MATERIAL SHOWN Block Start

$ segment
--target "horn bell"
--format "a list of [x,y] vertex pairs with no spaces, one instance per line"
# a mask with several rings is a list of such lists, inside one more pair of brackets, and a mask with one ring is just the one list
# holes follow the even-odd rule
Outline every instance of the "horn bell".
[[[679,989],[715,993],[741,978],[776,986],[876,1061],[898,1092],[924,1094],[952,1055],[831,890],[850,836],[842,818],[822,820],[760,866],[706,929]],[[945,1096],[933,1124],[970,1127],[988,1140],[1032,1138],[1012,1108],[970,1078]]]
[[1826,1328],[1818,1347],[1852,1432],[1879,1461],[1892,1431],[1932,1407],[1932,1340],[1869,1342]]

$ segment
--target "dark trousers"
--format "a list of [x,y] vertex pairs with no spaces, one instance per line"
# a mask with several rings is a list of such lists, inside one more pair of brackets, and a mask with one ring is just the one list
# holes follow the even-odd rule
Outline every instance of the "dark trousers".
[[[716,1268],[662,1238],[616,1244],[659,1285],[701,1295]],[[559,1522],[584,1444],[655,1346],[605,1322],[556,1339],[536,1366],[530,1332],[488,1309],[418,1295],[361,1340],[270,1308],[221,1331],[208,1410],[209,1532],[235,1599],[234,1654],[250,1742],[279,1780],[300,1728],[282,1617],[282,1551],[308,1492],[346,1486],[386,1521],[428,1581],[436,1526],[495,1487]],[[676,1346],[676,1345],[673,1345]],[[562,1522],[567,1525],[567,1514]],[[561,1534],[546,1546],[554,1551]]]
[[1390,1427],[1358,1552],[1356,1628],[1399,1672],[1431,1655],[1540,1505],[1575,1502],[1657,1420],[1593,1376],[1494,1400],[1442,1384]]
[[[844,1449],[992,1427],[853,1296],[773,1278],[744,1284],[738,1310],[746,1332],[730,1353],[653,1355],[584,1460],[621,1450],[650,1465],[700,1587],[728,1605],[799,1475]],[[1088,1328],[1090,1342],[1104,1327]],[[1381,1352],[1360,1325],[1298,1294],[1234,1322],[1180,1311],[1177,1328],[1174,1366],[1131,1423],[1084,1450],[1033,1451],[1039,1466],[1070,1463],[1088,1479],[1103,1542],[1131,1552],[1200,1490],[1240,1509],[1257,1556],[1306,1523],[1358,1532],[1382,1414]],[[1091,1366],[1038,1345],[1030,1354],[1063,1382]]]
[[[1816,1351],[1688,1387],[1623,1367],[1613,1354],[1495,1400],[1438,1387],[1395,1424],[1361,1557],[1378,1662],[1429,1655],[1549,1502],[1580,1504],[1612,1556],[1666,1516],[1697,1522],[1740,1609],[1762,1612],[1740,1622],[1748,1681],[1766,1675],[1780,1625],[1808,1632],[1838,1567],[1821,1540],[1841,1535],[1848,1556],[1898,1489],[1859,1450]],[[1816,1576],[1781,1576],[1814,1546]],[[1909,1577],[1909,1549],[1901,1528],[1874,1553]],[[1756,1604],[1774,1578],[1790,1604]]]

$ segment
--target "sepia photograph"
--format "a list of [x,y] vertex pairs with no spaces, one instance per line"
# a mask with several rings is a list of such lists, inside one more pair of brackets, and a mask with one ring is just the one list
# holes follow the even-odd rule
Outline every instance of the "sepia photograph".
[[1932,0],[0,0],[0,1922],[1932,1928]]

MATERIAL SHOWN Block End

(WHAT IS EXPECTED) Your task is to retype all the records above with nothing left out.

(RESPONSE BELOW)
$ segment
--target "horn bell"
--format "a list of [x,y] vertex pairs with no spaces, one instance per line"
# a mask with several rings is a list of such lists, inside one more pair of brackets, and a mask with one ring is just the one list
# holes follow the even-odd rule
Outline every instance of the "horn bell".
[[[679,989],[715,993],[741,978],[776,986],[876,1061],[898,1092],[924,1094],[952,1055],[831,890],[850,836],[842,818],[822,820],[760,866],[706,929]],[[945,1096],[933,1124],[970,1127],[988,1140],[1032,1138],[1012,1108],[970,1078]]]
[[1826,1328],[1818,1347],[1852,1432],[1879,1461],[1892,1431],[1932,1407],[1932,1340],[1869,1342]]

$ segment
--target "dark trousers"
--format "a list of [x,y] vertex pairs with no spaces, one instance per line"
# a mask with several rings is a list of such lists, inside one more pair of brackets, and a mask with one ring is just the one list
# holes follow the even-odd rule
Outline every instance of the "dark trousers".
[[[716,1268],[662,1238],[616,1244],[659,1285],[701,1295]],[[559,1522],[584,1444],[655,1346],[605,1322],[556,1339],[536,1366],[530,1332],[488,1309],[418,1295],[361,1340],[270,1308],[221,1331],[208,1410],[209,1532],[235,1599],[234,1654],[250,1742],[279,1780],[300,1728],[282,1617],[282,1551],[308,1492],[346,1486],[386,1521],[428,1581],[436,1526],[495,1487]],[[676,1346],[676,1345],[673,1345]],[[562,1522],[567,1525],[567,1514]],[[561,1534],[546,1546],[554,1551]]]
[[1390,1427],[1358,1552],[1356,1628],[1399,1672],[1431,1655],[1540,1505],[1575,1502],[1657,1420],[1593,1376],[1494,1400],[1442,1384]]
[[[844,1449],[992,1427],[853,1296],[773,1278],[744,1284],[738,1310],[746,1332],[730,1353],[653,1355],[584,1460],[621,1450],[650,1465],[700,1587],[728,1605],[799,1475]],[[1088,1328],[1090,1342],[1104,1327]],[[1381,1352],[1360,1325],[1298,1294],[1234,1322],[1180,1311],[1177,1328],[1174,1366],[1131,1423],[1084,1450],[1033,1451],[1039,1466],[1070,1463],[1088,1479],[1103,1542],[1131,1552],[1200,1490],[1240,1509],[1257,1556],[1306,1523],[1358,1532],[1382,1414]],[[1091,1366],[1038,1345],[1030,1354],[1063,1382]]]
[[[1816,1351],[1688,1387],[1623,1367],[1613,1354],[1495,1400],[1438,1387],[1395,1424],[1361,1557],[1378,1662],[1429,1655],[1549,1502],[1580,1504],[1612,1556],[1666,1516],[1697,1522],[1740,1609],[1762,1612],[1740,1622],[1748,1681],[1766,1675],[1780,1625],[1808,1632],[1838,1567],[1821,1540],[1841,1535],[1848,1556],[1898,1489],[1859,1450]],[[1816,1576],[1781,1576],[1814,1546]],[[1909,1577],[1909,1549],[1901,1528],[1874,1553]],[[1756,1604],[1774,1578],[1790,1604]]]

$ segment
--target "sepia photograph"
--format "a list of [x,y] vertex pairs with no spaces, one instance per line"
# a mask with several rings is a list of such lists, inside one more pair of brackets, and a mask with one ring is just the one list
# holes follow the even-odd rule
Outline every instance of the "sepia photograph".
[[1932,0],[0,0],[0,1922],[1932,1928]]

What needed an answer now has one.